* _PROVIDED TEXT_
Reputation: 567
I am trying to use Torch for Label Propagation. I have a dataframe that looks like
ID Target Weight Label
1 12 0.4 1
2 24 0.1 0
4 13 0.5 1
4 12 0.3 1
12 1 0.1 1
12 4 0.4 1
13 4 0.2 1
17 1 0.1 0
and so on.
I built the network as follows:
G = nx.from_pandas_edgelist(df, source='ID', target='Target', edge_attr=['Weight'])
and the adjacency matrix
adj_matrix = nx.adjacency_matrix(G).toarray()
I have two labels only, 0 and 1, and some data unlabelled. I created input tensors as follows:
# Create input tensors
adj_matrix_t = torch.FloatTensor(adj_matrix)
labels_t = torch.LongTensor(df['Labels'].tolist())
Trying to run the following code
# Learn with Label Propagation
label_propagation = LabelPropagation(adj_matrix_t)
label_propagation.fit(labels_t) # this is causing the error
I have got the error: IndexError: The shape of the mask [196] at index 0 does not match the shape of the indexed tensor [207] at index 0
.
I checked the size size of adj_matrix_t.shape
which is currently (207,207), while labels are 196.
Do you know how I can fix this inconsistency?
Please see below the error track:
---------------------------------------------------------------------------
IndexError Traceback (most recent call last)
<ipython-input-42-cf4f88a4bb12> in <module>
2 label_propagation = LabelPropagation(adj_matrix_t)
3 print("Label Propagation: ", end="")
----> 4 label_propagation.fit(labels_t)
5 label_propagation_output_labels = label_propagation.predict_classes()
6
<ipython-input-1-54a7dbc30bd1> in fit(self, labels, max_iter, tol)
100
101 def fit(self, labels, max_iter=1000, tol=1e-3):
--> 102 super().fit(labels, max_iter, tol)
103
104 ## Label spreading
<ipython-input-1-54a7dbc30bd1> in fit(self, labels, max_iter, tol)
58 Convergence tolerance: threshold to consider the system at steady state.
59 """
---> 60 self._one_hot_encode(labels)
61
62 self.predictions = self.one_hot_labels.clone()
<ipython-input-1-54a7dbc30bd1> in _one_hot_encode(self, labels)
43 self.one_hot_labels = torch.zeros((self.n_nodes, self.n_classes), dtype=torch.float)
44 self.one_hot_labels = self.one_hot_labels.scatter(1, labels.unsqueeze(1), 1)
---> 45 self.one_hot_labels[unlabeled_mask, 0] = 0
46
47 self.labeled_mask = ~unlabeled_mask
The below code is an example of what I would like to use for label propagation. It seems that the error is due to labels. There are nodes in my dataset not having labels (though in my example above I wrote for all the labels). Might it be the case that this is causing the error message?
Original code (for reference: https://mybinder.org/v2/gh/thibaudmartinez/label-propagation/master?filepath=notebook.ipynb):
## Testing models on synthetic data
import pandas as pd
import numpy as np
import networkx as nx
import matplotlib.pyplot as plt
# Create caveman graph
n_cliques = 4
size_cliques = 5
caveman_graph = nx.connected_caveman_graph(n_cliques, size_cliques)

* _WRITTEN TASK_
In the post about label propagation, what shape does adj_matrix_t have, and how many labels are there?

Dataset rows

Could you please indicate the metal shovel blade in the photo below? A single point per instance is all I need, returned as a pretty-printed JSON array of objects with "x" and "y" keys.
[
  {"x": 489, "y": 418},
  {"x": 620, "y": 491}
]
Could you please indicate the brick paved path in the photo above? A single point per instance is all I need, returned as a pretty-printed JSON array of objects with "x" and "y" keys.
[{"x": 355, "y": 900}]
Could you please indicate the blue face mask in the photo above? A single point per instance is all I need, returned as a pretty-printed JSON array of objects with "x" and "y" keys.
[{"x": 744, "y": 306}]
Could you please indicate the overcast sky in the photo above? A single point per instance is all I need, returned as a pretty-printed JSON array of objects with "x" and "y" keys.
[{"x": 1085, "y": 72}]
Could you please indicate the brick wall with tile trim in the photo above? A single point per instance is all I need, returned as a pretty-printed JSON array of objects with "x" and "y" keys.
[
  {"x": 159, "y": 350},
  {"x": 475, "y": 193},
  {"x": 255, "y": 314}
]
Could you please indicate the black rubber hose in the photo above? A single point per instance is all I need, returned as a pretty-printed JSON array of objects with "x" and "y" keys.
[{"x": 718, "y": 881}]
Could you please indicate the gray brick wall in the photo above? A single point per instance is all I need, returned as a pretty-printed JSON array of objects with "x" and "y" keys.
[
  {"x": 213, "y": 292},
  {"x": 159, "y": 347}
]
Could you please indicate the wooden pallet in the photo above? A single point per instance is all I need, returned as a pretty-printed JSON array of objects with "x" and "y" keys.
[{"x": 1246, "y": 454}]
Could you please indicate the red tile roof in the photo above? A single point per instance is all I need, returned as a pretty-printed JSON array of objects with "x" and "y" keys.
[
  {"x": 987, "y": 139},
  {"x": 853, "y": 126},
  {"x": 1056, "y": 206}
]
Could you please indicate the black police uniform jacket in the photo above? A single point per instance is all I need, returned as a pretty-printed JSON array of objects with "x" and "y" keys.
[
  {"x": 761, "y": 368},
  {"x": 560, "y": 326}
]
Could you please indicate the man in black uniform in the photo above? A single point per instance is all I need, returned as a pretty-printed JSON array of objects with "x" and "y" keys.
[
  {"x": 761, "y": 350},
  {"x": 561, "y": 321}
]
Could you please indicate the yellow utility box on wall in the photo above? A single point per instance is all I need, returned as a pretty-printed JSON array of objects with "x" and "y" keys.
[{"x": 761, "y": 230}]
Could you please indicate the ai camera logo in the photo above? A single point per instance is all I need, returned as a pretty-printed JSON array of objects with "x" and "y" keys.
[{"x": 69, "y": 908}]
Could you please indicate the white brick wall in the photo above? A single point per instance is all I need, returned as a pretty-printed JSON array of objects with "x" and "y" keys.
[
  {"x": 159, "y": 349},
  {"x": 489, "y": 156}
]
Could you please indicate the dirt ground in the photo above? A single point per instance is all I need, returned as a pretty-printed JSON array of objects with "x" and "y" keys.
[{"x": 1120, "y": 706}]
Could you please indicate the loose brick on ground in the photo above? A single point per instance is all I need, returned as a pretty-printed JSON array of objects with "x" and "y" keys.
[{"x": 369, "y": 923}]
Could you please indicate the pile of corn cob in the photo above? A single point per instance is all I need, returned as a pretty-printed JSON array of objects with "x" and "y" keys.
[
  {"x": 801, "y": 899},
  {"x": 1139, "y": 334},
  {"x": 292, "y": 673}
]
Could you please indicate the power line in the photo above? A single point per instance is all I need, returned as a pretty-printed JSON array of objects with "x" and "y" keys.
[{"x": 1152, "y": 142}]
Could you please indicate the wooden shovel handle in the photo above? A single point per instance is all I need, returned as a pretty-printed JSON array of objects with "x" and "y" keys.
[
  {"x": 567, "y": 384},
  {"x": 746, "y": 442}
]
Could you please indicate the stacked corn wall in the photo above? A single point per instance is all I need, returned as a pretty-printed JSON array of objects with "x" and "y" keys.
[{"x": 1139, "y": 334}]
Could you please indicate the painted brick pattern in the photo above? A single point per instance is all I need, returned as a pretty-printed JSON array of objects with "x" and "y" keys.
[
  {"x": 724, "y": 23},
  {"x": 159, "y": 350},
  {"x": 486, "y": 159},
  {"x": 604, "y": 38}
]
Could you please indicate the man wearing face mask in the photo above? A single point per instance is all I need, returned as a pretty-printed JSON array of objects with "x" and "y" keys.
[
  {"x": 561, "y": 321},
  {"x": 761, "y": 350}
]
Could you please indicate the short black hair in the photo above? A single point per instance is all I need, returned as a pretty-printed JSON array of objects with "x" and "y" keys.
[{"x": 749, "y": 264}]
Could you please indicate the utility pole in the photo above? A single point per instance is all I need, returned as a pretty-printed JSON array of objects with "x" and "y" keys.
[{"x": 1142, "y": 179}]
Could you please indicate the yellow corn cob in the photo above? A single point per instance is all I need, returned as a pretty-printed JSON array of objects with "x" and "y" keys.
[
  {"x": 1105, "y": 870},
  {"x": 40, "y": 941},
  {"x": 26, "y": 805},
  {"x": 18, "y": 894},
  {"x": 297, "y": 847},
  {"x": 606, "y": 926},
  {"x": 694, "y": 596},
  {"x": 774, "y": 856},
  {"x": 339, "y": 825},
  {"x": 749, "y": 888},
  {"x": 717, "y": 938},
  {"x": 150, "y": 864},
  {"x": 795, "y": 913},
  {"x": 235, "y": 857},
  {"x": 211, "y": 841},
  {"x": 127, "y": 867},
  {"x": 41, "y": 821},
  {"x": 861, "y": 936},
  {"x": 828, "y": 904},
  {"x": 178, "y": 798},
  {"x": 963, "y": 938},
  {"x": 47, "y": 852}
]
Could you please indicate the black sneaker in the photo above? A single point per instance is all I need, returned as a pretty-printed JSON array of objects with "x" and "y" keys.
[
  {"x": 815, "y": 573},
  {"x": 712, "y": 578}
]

* _ANSWER TO THE EXERCISE_
adj_matrix_t has shape (207, 207), and there are 196 labels.